### PROBLEM DESCRIPTION
Copy the items below, starting with the line containing "mark the distant hill -- a dot per instance" and going on through the end of the items. Keep every line unchanged except the x and y coordinates in the answers, which you shift up by 69.

### WORKING DATA
□ □ □ □ □ □ □
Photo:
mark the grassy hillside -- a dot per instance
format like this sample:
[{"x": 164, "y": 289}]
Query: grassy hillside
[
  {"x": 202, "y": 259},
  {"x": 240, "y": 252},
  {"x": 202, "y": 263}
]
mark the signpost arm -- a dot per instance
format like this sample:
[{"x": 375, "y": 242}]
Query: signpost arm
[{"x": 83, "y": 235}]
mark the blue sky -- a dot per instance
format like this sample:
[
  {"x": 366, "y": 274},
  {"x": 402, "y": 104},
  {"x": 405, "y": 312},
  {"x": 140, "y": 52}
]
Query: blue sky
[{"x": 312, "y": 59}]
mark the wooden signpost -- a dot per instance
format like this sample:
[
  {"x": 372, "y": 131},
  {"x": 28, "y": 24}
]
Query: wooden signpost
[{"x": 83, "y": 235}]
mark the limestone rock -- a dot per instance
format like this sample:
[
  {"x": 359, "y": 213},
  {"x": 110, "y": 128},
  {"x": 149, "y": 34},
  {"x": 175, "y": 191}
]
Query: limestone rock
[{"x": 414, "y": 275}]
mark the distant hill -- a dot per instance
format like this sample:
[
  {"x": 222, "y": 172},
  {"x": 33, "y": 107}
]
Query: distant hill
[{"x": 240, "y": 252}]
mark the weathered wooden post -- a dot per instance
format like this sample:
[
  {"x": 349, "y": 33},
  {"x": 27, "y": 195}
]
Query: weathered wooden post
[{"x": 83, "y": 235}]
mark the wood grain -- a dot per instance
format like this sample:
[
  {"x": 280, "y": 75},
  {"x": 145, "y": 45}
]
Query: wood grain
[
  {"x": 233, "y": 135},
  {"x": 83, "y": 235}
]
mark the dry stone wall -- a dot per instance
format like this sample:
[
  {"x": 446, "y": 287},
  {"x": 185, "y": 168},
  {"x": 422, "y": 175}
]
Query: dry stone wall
□ □ □ □ □ □ □
### ANSWER FOR THE TASK
mark the distant hill -- a dot per instance
format like this sample:
[
  {"x": 222, "y": 172},
  {"x": 33, "y": 107}
]
Query: distant hill
[{"x": 309, "y": 321}]
mark the weathered wooden post -- a dot per instance
format like this sample:
[
  {"x": 349, "y": 33},
  {"x": 27, "y": 195}
]
Query: weathered wooden post
[{"x": 152, "y": 304}]
mark the wood grain -- a dot per instance
format like this sample:
[
  {"x": 280, "y": 75},
  {"x": 145, "y": 45}
]
Query: wood grain
[
  {"x": 302, "y": 204},
  {"x": 152, "y": 304}
]
mark the dry stone wall -- a dot per instance
format like this sample:
[
  {"x": 446, "y": 287},
  {"x": 185, "y": 168},
  {"x": 422, "y": 175}
]
Query: dry stone wall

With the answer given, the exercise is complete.